--- Begin PAGE TEXT ---

We learn from the words of the Beis Yosef that the preferred practice is to swallow both olive sized portions together, or at least [swallow] one olive sized portion at a time. Even though the portions may be eaten over the time of "Achilas Pras" [the time it takes to eat a small loaf of bread], the preferred fulfillment of the Mitzva is as we have said.
Now concerning [the apparently related] text in section 6: "If one ate half an olive sized piece, and the ate another, he has fulfilled his obligation, providing he does not wait longer than "Achilas Pras" between pieces." Until here is the quote. The meaning is that the time that passes between starting to eat the first piece and finishing the second piece should not exceed "Achilas Pras". We do not find amount the early authorities the requirement eat all in one moment. The Maharil himself writes explicitly that one may eat slowly, as long as he does not exceed "Achilas Pras".
I have seen one who writes that section 6 is contradicting this (Magen Avraham, comment 4), though it appears to me that these two are unrelated, as section 6 refers to one who has eaten a half olive sized piece, which is certainly insufficient in the first place. If, however, one eats them consecutively why would we think that all has to be eaten in one moment?
(Furthermore, the source provided by the Magen Avraham from the end of the Talmudic chapter "Gid Hanashe" is quite odd. That text is referring to the sin of eating the limb from a living animal, where the requirement of a complete limb [at once, per Reish Lakish] is special to that case (see there). Nevertheless, since the Beis Yosef has written as he has, it behooves one to be careful if at all possible.)
Though it is understood that the Mitzvah requires an olive sized piece, and therefore the blessing "Al Achilas Matzah" requires the same, the question of why the blessing of "Hamotze" requires an olive-sized piece has been raised, since chapter 201 states that it is not necessary (Bach). Truthfully this is not difficulty at all, for does one not fulfill the command of the Torah regardless of which of the two pieces he eats? It is only our interest in performing the command in the best possible manner that creates the need to have one piece for "Hamotze" and one for the obligation of Matzah. Therefore, when on eats the first piece he is fulfilling his obligation, and so he requires an olive-sized piece. When he eats the second piece, with the intent for the Mitzvah, by the very nature of hid intent he requires the same size piece, following the enactment as the sages constructed it. This is why we use two olive-sized pieces. (The Taz in comment 2 troubles himself with this issue, although I have written what appears to be the straightforward explanation.)

--- End PAGE TEXT ---
--- Begin EXTRACTED INFORMATION ---

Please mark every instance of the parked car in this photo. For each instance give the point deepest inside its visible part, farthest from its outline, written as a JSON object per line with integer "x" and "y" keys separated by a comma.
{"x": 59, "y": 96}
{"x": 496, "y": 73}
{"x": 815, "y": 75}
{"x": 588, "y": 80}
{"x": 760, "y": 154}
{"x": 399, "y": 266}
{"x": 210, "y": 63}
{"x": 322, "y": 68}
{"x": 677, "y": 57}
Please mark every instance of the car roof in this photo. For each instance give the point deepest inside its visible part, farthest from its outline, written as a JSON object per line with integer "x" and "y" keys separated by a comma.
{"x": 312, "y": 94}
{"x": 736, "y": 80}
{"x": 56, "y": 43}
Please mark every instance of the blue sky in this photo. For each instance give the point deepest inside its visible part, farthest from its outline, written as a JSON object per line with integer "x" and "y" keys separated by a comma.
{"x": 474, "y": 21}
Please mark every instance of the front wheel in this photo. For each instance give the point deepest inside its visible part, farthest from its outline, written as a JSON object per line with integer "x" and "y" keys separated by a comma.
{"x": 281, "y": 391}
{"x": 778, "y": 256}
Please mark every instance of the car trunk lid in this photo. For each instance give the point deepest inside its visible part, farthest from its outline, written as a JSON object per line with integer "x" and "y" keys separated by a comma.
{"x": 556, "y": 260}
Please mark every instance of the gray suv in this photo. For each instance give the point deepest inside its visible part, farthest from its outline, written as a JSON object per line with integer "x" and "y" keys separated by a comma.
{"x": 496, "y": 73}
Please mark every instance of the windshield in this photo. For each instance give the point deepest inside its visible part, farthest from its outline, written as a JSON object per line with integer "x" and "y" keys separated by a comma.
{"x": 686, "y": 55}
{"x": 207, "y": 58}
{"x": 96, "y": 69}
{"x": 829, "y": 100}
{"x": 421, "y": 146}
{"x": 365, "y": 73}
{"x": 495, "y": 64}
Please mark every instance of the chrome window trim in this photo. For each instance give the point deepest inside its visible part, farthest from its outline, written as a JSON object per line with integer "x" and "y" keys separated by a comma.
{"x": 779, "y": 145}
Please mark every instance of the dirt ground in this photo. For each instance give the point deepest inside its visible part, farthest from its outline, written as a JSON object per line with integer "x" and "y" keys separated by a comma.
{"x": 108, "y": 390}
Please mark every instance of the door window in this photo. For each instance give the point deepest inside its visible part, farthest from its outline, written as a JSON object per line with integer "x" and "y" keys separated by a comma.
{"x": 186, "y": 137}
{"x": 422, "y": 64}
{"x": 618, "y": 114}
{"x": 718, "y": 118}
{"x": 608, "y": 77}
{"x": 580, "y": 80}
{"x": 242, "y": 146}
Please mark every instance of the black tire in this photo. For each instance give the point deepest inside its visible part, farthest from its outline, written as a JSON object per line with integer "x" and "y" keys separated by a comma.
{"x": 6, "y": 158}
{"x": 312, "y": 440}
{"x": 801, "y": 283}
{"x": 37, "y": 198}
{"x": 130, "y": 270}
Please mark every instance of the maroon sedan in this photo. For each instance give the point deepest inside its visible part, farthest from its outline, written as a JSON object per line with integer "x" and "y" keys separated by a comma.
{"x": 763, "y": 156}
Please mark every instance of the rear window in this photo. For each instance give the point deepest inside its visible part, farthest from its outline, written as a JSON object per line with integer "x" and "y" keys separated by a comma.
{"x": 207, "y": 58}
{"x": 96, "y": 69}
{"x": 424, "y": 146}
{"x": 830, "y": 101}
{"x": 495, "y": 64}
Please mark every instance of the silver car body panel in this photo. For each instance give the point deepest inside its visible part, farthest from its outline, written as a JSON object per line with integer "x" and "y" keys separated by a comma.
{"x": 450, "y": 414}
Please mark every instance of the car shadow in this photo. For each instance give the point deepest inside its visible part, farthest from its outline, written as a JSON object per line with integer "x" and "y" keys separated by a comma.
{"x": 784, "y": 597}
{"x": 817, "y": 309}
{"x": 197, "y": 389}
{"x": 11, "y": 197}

--- End EXTRACTED INFORMATION ---

> [EXERCISE SET]:
**a)** Answer these questions from the matzah text:
(i) What span of time may not pass between starting to eat the first half-olive piece and finishing the second?
(ii) Which source, with which comment number, is cited as holding that section 6 contradicts the Beis Yosef?
(iii) From the end of which Talmudic chapter does that source draw its proof?
**b)** Please extend the matzah text past its final sentence.

> [SOLVED PROBLEMS]:
**a)**
(i) "Achilas Pras," the time it takes to eat a small loaf of bread.
(ii) The Magen Avraham, comment 4.
(iii) The chapter "Gid Hanashe."

**b)**
Continuing with what our tecaher the Beis Yosef wrote, that one should dip the Matza in salt, the Rema has already commented on this that it is not our custom to do so on the first night, since "plain bread does not require salt". He does not only mean the first night, for so is the rule for the second night as well (Chok Yaakov, comment 4) Rather, his intent on the obligation in general, which to us would apply on both nights (the second night is kept due to doubt over whether it is the correct first night). The reason why we do not dip, though we normally dip plain bread in salt, is due to the preciousness of the Mitzva (Maharil) - that we wish to eat the Matza in an unadulterated state. In addition, the Levush writes that the reason is because it should be "poor mans' bread". Is this so? Do the poor not eat bread with salt? It appears to me that now we should dip in slat as that improves the taste, which beautifies the Mitzva. Incidentally, the Rmabam writes that one should dip in Charoses, though he is disputed, and the custom is not so.
Afterward and olive-sized piece of Maror [bitter herb] is taken and completely submerged in the Charoses in order to render inactive the damaging substances that are naturally present in Maror. Do not let the Maror remain in the Charoses for a long time so an not to neutralize that bitter taste itself. For this reason we also shake off the Charoses that adheres to the Maror.
The blessing "Al Achilas Maror" is then recited. It is then eaten without reclining since it is symbolic of affliction, which obviously is quite the opposite symbolism of that displayed by reclining like 'free men'. If one did eat it while reclining he has nevertheless fulfilled his obligation.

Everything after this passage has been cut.